_To be done_
A. In the post about turning trigger.for into a relative age, why does the writer hold back from the long if-else approach? Answer in one to three sentences.
B. Pick up the post about turning trigger.for into a relative age right after its last line and carry it forward.

_Source document_
* * *
Convert `trigger.for` into a relative age

I’d like to receive a notification if my server load has been “unusually” high for a period, but include the duration in the message as a relative age. The snippet below works, but the time given by trigger.for is a timedelta object and it prints as “00:05:00”. Instead, I’d like it to show “5 minutes”. The relative_time function only works with datetime objects. Now, it’s not the end of the world if there is a tiny bit of duplication, but I’m also curious if this is possible.

One option is to write a long if-else statement for the different time ranges (e.g. if the delta time in seconds is between 0 and 60, then…), but this would seem to not be worth the effort and the configuration won’t be as readable as a more succint version.

- alias: "Notify If Server Load High"
* * *
_Record excerpts_
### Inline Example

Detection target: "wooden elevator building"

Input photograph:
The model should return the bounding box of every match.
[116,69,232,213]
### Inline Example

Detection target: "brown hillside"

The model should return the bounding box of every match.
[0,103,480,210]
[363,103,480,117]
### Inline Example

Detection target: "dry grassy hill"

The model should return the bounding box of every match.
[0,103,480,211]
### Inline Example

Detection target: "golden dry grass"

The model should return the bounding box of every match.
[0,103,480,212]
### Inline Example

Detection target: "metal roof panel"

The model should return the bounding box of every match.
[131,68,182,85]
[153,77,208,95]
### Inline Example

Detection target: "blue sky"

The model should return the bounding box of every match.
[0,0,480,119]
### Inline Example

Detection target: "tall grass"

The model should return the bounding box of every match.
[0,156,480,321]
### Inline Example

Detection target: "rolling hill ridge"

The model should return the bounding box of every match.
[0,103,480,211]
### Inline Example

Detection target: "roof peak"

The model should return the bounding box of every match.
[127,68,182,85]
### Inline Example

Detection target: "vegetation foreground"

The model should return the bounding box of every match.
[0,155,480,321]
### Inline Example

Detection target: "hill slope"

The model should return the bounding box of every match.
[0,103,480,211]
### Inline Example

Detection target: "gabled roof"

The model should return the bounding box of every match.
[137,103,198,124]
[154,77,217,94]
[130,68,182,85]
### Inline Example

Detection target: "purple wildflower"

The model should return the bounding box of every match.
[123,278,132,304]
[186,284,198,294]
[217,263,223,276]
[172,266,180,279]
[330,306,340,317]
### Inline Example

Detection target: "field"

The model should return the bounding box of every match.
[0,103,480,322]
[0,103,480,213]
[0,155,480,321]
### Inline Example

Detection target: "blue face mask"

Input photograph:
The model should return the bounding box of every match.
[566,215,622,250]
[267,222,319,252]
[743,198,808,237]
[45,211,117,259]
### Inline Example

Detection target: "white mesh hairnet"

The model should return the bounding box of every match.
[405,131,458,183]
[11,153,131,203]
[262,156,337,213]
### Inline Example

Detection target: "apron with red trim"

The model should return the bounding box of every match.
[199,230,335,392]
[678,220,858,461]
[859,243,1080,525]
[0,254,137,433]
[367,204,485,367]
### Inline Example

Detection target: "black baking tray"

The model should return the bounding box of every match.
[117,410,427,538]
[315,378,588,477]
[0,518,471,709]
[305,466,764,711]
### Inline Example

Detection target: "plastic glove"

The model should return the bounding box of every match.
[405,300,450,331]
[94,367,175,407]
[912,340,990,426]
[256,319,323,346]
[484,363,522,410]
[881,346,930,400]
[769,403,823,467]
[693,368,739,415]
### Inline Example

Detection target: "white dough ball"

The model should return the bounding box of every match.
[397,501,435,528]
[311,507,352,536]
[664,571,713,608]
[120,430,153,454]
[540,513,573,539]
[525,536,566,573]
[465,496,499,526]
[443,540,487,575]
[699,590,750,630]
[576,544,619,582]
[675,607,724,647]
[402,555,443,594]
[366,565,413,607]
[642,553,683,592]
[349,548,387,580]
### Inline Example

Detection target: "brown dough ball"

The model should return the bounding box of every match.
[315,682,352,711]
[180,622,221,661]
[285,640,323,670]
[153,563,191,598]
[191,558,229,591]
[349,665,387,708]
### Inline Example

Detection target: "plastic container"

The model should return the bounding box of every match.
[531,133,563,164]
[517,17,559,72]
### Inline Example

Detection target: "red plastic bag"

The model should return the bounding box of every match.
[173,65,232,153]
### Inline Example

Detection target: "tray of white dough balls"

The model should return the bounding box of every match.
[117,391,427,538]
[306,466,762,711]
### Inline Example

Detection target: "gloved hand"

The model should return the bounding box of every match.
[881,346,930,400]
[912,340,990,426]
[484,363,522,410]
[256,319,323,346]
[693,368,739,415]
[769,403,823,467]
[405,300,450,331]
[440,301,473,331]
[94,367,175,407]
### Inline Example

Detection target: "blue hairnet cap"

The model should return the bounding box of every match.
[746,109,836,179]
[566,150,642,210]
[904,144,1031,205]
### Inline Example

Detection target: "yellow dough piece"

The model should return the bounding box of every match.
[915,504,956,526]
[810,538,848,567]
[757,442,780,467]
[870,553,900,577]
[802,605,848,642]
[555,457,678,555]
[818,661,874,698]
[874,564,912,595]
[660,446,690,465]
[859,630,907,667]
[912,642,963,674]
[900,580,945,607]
* * *
_Exercise answers_
A. The writer thinks a long if-else statement covering different time ranges would not seem worth the effort. It would also make the configuration less readable than a more succinct version.

B.
  trigger:
    platform: numeric_state
    entity_id: sensor.load_15m
    above: 1
    for: 
      minutes: 5
  action:
    - service: notify.mobile_app_xxx
      data_template:
        title: "System"
        message: "The server load has been {{ states('sensor.load_15m') }} for {{ trigger.for }}."

PS: I know HA isn’t as such a system monitoring tool and that there are other solutions, but I think it’s justified since this monitors the HA server itself. Plus, I’m not aware of such tools doing push notifications.

TimeDelta can report in days, seconds, or microseconds. For your purposes, you can use seconds and convert it to minutes.

        message: "The server load has been {{ states('sensor.load_15m') }} for {{ trigger.for.seconds / 60 }} minutes."

This is a great answer, thanks. It strikes a good balance between complexity and duplication.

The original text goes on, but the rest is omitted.